* EXTRACT:
## start
Watchmaker Loomes & Co has a three-axis CNC machine that had been gathering dust in a corner of its Stamford workshop, partly due to a lack of machining knowledge in the workforce. It was put on pause after a previous operator left the company, leaving only one person capable of running the machine - owner Robert Loomes.
With little spare time to commit to operating the machine, Robert turned to the University of Sheffield AMRC for help bringing the equipment back into service and upskilling a new member of staff with the basics in computer-aided design (CAD) and computer-aided manufacturing (CAM) to allow in-house production of prototypes and parts for the company’s entirely British-made watches.
Emma Parkin, a project engineer at the AMRC Machining Group, stepped in to help. She made several visits to Loomes & Co, undertaking a number of problem-solving exercises to address issues with existing equipment such as on-machine microscopes, CAD/CAM software and machine set up. She also carried out programming and discussed best practices regarding fixturing, tool selection, cutting strategies and general machine health.
Emma said: “Loomes & Co is a British watchmaker that produces an entirely ‘made in the UK’ range of watches - every component in the watch is British-made - and the majority of the watch movement is made in-house at Loomes & Co on a three-axis machine tool.
## end
* STORED DATA:
## start
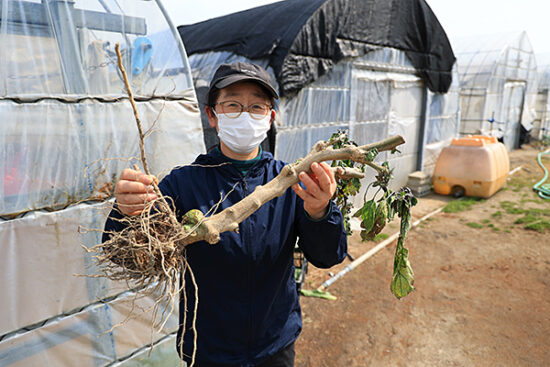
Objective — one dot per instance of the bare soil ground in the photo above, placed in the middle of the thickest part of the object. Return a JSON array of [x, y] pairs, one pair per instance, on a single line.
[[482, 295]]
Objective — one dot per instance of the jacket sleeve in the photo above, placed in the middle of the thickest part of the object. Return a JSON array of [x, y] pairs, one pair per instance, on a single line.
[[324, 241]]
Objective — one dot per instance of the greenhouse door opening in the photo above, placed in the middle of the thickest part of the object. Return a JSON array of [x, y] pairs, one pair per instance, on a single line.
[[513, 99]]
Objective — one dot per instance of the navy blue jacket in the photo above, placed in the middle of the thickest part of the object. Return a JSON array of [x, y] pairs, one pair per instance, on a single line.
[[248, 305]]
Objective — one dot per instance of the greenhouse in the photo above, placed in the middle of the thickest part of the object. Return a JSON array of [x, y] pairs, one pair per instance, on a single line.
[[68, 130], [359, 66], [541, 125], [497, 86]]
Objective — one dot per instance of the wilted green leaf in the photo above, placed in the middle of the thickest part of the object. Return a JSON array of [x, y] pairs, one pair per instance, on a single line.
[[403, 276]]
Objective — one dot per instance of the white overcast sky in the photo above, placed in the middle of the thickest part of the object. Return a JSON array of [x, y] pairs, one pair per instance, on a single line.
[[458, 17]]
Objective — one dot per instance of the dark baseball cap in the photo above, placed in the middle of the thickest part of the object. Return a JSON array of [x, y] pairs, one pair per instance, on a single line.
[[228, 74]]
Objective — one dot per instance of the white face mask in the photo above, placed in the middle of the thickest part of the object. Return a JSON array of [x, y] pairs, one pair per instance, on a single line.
## end
## start
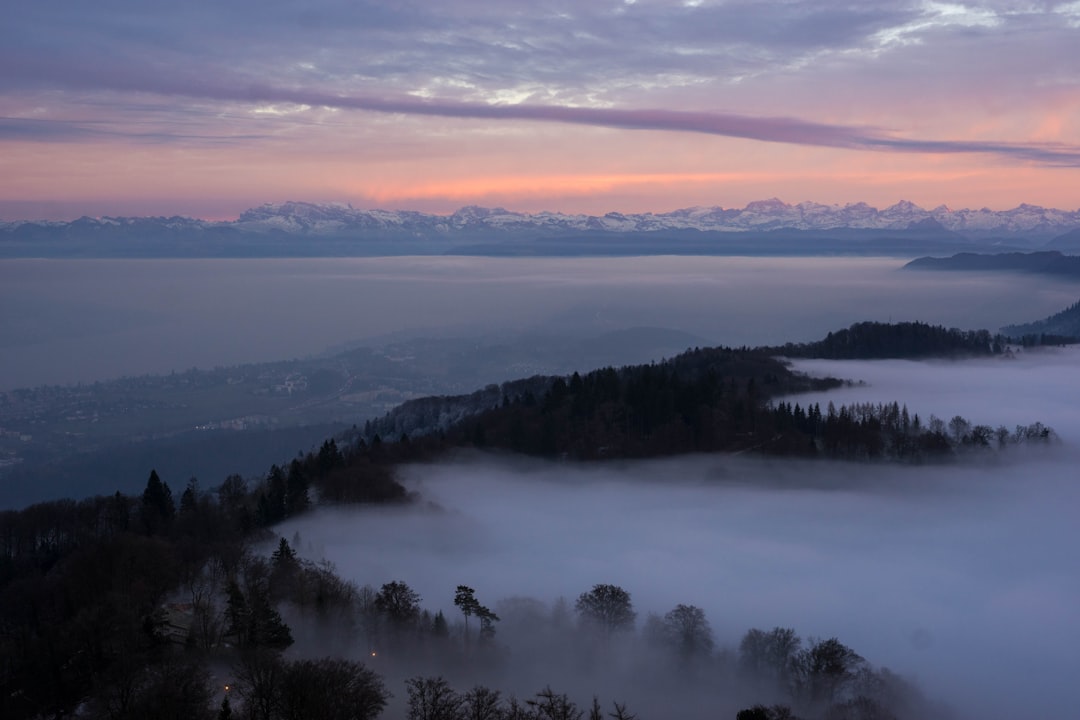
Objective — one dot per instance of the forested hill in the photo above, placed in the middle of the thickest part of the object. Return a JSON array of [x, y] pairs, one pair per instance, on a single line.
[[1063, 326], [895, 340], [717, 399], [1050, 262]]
## end
* WHAT IS ASKED:
1. Reproduce verbatim everything in the Loomes & Co text from "With little spare" down to "entirely British-made watches.".
2. In the Loomes & Co text, what position does Emma Parkin hold?
3. Summarize the Loomes & Co text in two sentences.

* RESPONSE LIST:
1.
With little spare time to commit to operating the machine, Robert turned to the University of Sheffield AMRC for help bringing the equipment back into service and upskilling a new member of staff with the basics in computer-aided design (CAD) and computer-aided manufacturing (CAM) to allow in-house production of prototypes and parts for the company’s entirely British-made watches.

2. She is a project engineer at the AMRC Machining Group.

3. Watchmaker Loomes & Co had a three-axis CNC machine sitting idle because, after an operator left, only owner Robert Loomes could run it. He asked the University of Sheffield AMRC for help, and project engineer Emma Parkin visited to solve equipment problems, do programming, and train a new staff member in CAD/CAM so the company could make prototypes and parts in-house.